● Selection
>> Begin

Contemplating this vast hierarchy as an institution of the middle ages, no one can fail to be struck with its admirable adaptation to the times. It seems to take complete possession of all Europe; and, look when we will, it presents the most conspicuous figure in the retrospect. By the various ranks and orders of its sacred functionaries, it appears to fill every crevice of society. It towers above all princes, it creeps barefoot amidst the humblest peasantry. No part of the population but find themselves in contact with its sacred officers; and whether lord or serf, he encounters a bishop to control him, or a friar to confess and recomfort. We speak here of the old Church, not, of course, as it stands in relationship to the new-not as opposed to Protestantism-but in relationship solely to its own times, and in its conflict with heathen ignorance and barbarous violence.
Christianity had been called by Constantine to an alliance with the state at a time when civil government had been long established, when laws had been profoundly studied, and civilisation vividly appreciated; and it must be owned, that the alliance under the Greek empire added no peculiar strength to the laws or to the magistrate, but rendered more difficult than before the task of government. But in Western Europe, after the invasion of the barbarian, and the total disruption of the empire, the Christian hierarchy assumed a very different position with regard to the state. It now appeared as the elder and more vigorous institution, and stood forth as the protector of what remained of law and civilisation. There it stood, one vast religious corporation already established over the
land: and when the barbarians took possession of the conquered provinces, they found themselves conquered and subjugated by a power they had no weapons to contend against. To the Goth it had already extended its teaching, and before their inroads had prepared them to be the future conquerors of Rome. At a time when some desperate politicians of that city were debating whether the only means of securing the pre-eminence and safety of Rome was not to make her Pagan, and place her at the head of all Pagan nations, the Church had sent its missionaries into the forests of Germany to secure for it at least Christian conquerors. The Frank
and the Norman found themselves taken in the spiritual toils. Here in Britain, the Saxons had come in so great numbers, that the Christian faith was swept from the land, or nearly so; but there came missionaries from Rome who brought us back into the Christian fold. The Church, firm, united, and preserving some portion of the intelligence of foregone times, now frequently supplied, amongst the irregular governments into which Europe was split, the defects of a rude, imperfect jurisprudence; it opened its sanctuary to men chased by their fell and unscrupulous adversaries, and mediated between them and their enraged pursuers; it gave a refuge to learning, and clothed the man of quiet and meditation in the only garb of peace which the fierce warriors of that age would not have despised; and, above all, it preserved a connexion between the disjointed parts of the old empire, kept them in one faith, which no other known means could have effected, and so united a number of nations, speaking many of them a different language, and engaged all of them in perpetual hostilities, that whatever intelligence sprung up in any one part of Europe was participated by the whole. They were made to be still of one family, though they continued, it must be admitted, a very quarrelsome one. The Papal Church was seen in its proper and most significant attitude when it placed the imperial crown on the brow of Charlemagne, with vain attempt on the part both of the monarch and the priest to revive the unity of the empire.

>> End

● Given entries

>> Begin

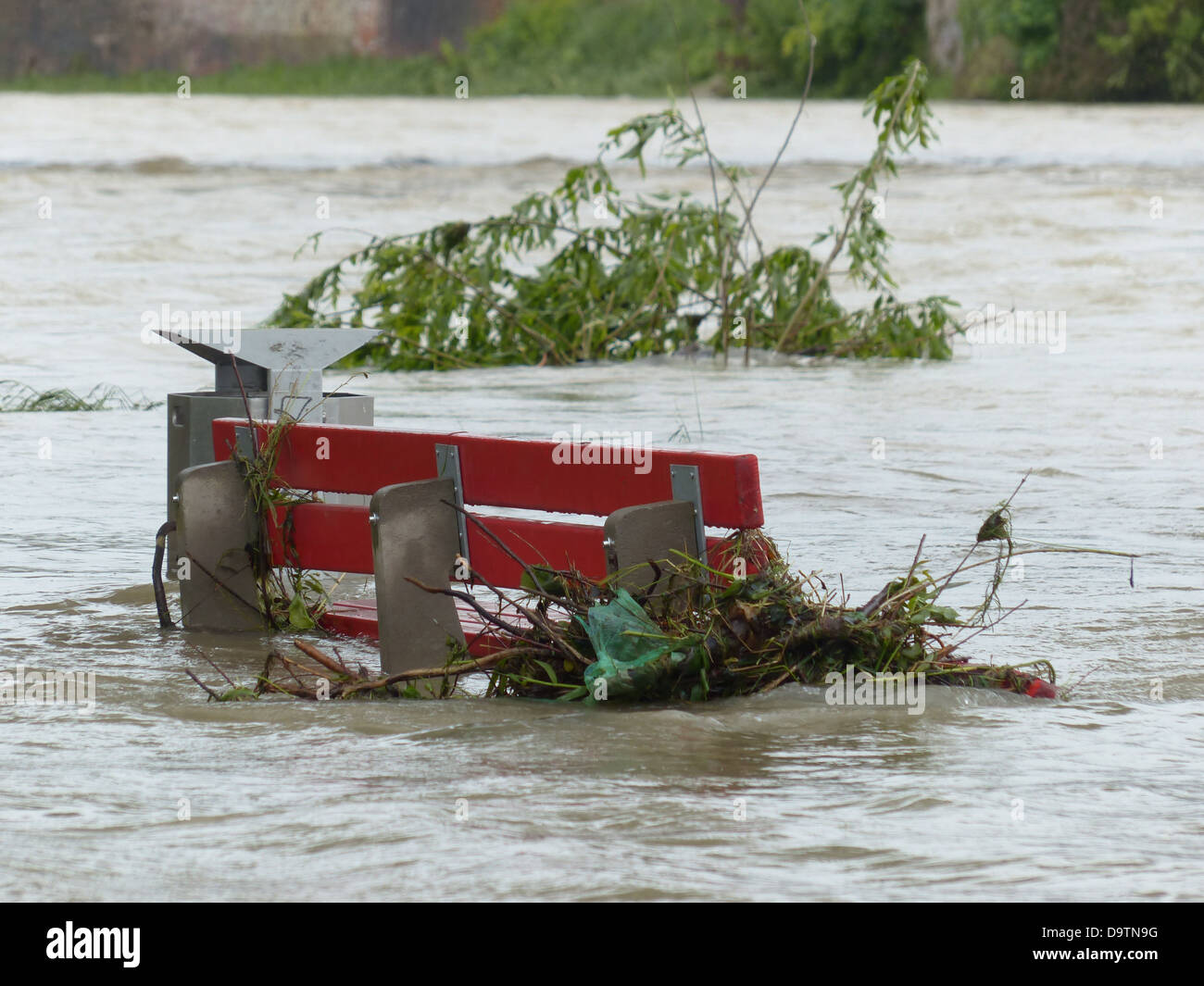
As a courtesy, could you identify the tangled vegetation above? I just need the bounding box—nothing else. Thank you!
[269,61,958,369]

>> End
>> Begin

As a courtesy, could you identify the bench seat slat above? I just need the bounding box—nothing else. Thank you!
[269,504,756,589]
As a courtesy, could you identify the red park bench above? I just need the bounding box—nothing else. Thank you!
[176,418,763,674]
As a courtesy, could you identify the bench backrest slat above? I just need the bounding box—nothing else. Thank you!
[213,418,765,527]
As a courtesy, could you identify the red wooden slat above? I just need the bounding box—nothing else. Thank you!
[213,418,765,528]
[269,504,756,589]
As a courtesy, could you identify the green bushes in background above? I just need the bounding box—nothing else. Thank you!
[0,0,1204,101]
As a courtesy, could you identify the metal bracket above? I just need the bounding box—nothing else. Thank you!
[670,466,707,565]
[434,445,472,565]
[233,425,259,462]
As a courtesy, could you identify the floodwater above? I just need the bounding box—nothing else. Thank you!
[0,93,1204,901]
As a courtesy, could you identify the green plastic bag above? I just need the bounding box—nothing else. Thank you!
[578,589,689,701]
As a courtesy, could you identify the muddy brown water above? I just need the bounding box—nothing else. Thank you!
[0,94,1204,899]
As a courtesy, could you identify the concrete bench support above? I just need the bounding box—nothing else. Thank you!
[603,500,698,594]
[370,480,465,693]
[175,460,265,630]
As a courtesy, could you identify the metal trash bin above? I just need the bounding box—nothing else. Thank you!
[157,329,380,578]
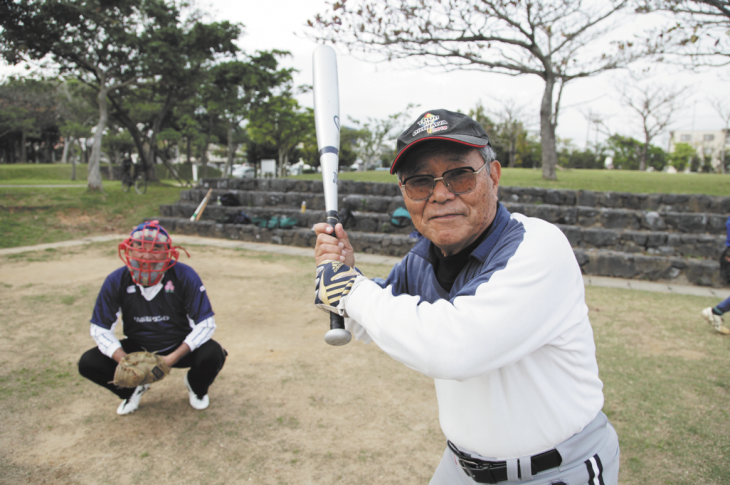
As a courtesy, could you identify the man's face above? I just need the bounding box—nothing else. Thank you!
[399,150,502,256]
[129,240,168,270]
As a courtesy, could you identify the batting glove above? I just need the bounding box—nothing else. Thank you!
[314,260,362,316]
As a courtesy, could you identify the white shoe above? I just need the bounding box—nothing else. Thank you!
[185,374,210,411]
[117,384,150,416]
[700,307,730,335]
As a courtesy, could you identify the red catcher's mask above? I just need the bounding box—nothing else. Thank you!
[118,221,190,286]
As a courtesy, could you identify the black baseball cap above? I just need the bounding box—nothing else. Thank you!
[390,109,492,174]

>> End

● Stated task
Summarize the passage above on the medieval Church in two sentences.

● Final answer
Viewed only in relation to its own times, the medieval Church was well adapted to its age and reached every level of European society, from princes to the humblest peasants. After the barbarian invasions broke up the Western empire, it stood as the older and stronger institution: it won over the invaders, protected what remained of law and learning, offered sanctuary, and kept the quarreling nations united in one faith, an attitude seen most clearly when it crowned Charlemagne.